DIRECTIONS ->
Transcribe exactly the lines from the one holding "Q: Pick out each instance of the green foliage" to the end of the data below, including both of those lines and no others.
======== ENTRIES ========
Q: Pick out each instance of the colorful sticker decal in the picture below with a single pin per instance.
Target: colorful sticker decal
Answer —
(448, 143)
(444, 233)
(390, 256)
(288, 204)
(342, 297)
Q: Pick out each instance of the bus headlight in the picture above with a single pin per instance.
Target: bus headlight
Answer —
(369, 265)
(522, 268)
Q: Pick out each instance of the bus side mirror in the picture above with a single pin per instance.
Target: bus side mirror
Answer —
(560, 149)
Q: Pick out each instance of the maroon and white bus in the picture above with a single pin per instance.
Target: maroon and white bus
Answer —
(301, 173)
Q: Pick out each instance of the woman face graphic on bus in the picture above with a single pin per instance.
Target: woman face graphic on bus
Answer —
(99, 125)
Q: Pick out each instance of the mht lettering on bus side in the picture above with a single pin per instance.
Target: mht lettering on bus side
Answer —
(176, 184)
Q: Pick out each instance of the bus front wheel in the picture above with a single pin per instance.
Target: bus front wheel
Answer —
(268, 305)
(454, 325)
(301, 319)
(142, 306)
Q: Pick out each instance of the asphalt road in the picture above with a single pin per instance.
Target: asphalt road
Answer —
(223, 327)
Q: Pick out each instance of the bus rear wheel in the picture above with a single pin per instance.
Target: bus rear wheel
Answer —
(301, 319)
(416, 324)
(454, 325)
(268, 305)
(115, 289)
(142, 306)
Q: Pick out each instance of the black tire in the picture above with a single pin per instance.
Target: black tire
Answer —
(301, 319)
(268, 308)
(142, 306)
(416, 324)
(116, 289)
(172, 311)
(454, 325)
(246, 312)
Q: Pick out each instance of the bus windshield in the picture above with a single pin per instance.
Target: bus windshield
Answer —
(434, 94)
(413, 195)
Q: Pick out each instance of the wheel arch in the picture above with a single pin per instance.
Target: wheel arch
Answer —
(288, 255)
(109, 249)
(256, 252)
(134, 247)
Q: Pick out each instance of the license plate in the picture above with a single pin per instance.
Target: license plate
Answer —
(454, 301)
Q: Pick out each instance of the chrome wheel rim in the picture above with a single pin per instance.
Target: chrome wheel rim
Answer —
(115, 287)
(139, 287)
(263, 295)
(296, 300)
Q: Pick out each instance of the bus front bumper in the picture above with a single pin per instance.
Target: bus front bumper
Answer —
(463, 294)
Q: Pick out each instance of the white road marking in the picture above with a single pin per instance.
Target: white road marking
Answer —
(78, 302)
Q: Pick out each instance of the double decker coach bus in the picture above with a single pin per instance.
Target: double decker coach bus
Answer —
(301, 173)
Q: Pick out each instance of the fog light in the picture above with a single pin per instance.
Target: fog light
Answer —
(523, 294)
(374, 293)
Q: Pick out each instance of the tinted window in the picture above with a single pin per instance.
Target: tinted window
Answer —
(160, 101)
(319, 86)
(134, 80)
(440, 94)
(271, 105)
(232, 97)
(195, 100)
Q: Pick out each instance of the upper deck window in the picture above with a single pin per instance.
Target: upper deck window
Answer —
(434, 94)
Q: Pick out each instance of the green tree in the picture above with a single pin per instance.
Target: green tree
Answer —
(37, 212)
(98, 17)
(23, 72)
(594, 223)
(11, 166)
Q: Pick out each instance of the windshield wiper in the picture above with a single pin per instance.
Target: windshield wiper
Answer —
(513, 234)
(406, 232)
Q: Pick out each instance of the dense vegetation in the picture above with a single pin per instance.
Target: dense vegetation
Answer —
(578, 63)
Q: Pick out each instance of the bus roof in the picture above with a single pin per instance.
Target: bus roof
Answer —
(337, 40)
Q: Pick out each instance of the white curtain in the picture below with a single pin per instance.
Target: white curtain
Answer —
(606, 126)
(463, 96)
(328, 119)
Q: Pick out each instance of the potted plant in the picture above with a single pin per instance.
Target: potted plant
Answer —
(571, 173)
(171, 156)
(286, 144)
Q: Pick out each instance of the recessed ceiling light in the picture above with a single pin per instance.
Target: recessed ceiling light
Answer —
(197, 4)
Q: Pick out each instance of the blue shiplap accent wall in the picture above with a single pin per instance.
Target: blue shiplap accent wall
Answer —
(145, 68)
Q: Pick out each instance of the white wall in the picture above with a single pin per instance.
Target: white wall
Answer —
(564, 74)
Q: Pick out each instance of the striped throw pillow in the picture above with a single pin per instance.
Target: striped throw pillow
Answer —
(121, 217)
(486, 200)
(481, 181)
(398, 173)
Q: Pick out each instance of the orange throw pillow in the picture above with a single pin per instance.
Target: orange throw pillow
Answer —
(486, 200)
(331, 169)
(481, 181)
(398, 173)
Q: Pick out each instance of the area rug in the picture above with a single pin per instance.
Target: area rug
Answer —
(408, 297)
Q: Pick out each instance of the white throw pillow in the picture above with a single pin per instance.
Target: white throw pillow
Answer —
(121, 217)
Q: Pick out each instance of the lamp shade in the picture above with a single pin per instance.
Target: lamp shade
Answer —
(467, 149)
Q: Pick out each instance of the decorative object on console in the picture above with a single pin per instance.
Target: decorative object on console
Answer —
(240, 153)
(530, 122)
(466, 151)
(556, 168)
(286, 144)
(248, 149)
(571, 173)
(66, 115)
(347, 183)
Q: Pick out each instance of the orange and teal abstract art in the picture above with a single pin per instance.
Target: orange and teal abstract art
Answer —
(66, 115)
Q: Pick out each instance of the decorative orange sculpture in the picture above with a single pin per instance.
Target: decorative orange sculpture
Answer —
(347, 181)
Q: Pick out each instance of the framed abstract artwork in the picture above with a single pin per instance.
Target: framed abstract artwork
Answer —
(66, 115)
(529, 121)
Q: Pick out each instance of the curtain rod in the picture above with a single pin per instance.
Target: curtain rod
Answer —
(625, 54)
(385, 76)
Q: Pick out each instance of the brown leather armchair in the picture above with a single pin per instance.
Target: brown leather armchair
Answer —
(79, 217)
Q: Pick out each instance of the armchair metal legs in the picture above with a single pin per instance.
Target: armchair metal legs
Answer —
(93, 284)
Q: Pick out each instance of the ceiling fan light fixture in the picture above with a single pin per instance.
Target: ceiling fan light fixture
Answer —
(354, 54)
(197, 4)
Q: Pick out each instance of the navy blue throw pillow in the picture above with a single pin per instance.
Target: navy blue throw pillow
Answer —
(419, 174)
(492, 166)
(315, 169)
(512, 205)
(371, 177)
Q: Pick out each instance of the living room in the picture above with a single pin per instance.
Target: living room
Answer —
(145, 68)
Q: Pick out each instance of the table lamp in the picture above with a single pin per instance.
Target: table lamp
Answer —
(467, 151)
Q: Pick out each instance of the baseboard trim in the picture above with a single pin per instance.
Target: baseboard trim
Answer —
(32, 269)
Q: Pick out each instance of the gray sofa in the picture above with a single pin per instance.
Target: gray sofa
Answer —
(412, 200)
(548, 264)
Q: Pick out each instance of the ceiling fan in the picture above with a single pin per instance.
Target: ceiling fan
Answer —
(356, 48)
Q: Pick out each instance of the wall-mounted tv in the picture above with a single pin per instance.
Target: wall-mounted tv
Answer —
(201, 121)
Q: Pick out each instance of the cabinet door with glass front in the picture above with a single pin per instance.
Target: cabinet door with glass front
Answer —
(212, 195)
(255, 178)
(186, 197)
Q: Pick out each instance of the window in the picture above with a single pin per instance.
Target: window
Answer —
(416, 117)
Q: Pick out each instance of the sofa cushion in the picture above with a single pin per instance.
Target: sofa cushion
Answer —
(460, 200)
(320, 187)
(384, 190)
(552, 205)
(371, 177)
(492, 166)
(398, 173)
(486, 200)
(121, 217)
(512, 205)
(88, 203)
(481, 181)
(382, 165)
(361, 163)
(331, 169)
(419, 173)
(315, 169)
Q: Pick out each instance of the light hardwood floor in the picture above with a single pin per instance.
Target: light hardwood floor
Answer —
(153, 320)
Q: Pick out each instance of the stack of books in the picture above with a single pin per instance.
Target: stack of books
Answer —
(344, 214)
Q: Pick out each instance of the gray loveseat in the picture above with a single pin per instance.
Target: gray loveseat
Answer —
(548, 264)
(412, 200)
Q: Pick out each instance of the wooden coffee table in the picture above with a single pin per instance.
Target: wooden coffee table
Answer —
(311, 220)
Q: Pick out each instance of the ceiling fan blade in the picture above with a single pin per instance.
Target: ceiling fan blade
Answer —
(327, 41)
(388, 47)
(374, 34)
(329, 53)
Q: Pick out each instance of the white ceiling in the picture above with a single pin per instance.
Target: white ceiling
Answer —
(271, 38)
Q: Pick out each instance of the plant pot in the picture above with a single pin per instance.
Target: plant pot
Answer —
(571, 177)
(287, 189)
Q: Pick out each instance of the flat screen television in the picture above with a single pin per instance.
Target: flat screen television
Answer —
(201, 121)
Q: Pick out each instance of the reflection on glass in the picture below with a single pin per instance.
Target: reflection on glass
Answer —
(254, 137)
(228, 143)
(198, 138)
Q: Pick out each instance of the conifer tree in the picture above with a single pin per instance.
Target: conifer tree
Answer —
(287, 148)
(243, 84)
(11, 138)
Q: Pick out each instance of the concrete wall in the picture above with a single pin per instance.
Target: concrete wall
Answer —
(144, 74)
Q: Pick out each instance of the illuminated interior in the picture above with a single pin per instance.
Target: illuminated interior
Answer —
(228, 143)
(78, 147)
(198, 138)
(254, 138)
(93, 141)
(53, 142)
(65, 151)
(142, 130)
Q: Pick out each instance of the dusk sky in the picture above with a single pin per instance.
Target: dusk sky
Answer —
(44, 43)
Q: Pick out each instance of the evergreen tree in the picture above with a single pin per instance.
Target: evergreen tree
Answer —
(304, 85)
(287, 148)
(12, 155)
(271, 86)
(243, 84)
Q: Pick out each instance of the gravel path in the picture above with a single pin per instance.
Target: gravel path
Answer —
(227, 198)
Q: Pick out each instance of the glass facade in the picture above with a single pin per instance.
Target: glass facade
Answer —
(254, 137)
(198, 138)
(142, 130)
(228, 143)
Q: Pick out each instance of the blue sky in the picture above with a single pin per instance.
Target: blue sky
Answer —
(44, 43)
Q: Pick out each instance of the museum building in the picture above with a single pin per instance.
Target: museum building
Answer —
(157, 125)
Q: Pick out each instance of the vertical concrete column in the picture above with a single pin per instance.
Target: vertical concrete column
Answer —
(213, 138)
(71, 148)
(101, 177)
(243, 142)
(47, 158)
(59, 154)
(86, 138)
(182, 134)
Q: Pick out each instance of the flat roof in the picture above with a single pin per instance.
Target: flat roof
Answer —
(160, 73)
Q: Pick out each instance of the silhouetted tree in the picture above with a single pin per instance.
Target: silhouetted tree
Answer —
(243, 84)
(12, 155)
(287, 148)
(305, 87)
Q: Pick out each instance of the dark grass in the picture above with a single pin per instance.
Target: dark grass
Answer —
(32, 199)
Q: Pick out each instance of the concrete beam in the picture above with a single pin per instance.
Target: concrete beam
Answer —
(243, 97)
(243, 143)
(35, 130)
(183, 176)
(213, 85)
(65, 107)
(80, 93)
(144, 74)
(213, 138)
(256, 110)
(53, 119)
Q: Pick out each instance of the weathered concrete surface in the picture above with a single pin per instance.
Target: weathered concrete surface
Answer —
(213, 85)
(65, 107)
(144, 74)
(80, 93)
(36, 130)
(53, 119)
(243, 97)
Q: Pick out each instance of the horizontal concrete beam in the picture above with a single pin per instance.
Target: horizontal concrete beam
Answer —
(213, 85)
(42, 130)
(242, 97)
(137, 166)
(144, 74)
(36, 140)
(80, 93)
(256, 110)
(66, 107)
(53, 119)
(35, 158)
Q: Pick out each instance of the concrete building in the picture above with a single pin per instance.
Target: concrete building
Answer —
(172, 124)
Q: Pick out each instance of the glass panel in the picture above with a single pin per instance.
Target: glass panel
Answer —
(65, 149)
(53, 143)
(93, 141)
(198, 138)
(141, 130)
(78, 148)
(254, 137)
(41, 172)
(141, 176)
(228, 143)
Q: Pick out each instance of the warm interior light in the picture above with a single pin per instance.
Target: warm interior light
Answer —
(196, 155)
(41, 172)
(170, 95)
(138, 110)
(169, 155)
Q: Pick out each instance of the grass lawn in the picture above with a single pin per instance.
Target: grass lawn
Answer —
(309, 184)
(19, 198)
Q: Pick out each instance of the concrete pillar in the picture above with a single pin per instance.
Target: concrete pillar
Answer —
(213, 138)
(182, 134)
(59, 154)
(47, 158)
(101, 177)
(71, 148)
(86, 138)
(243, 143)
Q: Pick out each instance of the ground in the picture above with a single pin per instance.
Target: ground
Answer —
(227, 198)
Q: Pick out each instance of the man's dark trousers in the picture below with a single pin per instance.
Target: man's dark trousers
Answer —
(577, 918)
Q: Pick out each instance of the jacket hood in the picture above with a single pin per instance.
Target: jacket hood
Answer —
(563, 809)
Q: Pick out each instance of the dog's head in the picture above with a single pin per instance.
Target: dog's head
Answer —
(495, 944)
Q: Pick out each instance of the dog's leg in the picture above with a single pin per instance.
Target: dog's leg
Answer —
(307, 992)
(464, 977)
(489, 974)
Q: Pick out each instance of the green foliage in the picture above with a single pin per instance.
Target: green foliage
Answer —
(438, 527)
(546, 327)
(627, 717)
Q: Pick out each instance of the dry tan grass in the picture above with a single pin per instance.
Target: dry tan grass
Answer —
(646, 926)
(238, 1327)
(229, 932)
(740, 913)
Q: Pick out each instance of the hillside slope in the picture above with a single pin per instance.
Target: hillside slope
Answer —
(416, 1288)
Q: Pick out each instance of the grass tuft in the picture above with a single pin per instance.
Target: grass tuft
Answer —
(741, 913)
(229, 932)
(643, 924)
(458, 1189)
========
WRITTEN SOLUTION ->
Q: Pick out each instance of the green foliage in the picture above with a single pin per instance.
Target: green foliage
Answer —
(438, 527)
(546, 327)
(627, 717)
Q: Pick out each instance of the dry tan grass in the picture above with a single pin per instance.
Target: dry tan grass
Answer —
(646, 926)
(238, 1327)
(229, 932)
(740, 913)
Q: Pick out each instance of the hillside slope in the picture above with a single pin per instance.
Target: hillside slope
Answer —
(416, 1288)
Q: Pick out each instance of the grass tuft in the picture above with a single pin per instance.
Target: grass tuft
Answer —
(741, 913)
(229, 932)
(643, 924)
(458, 1189)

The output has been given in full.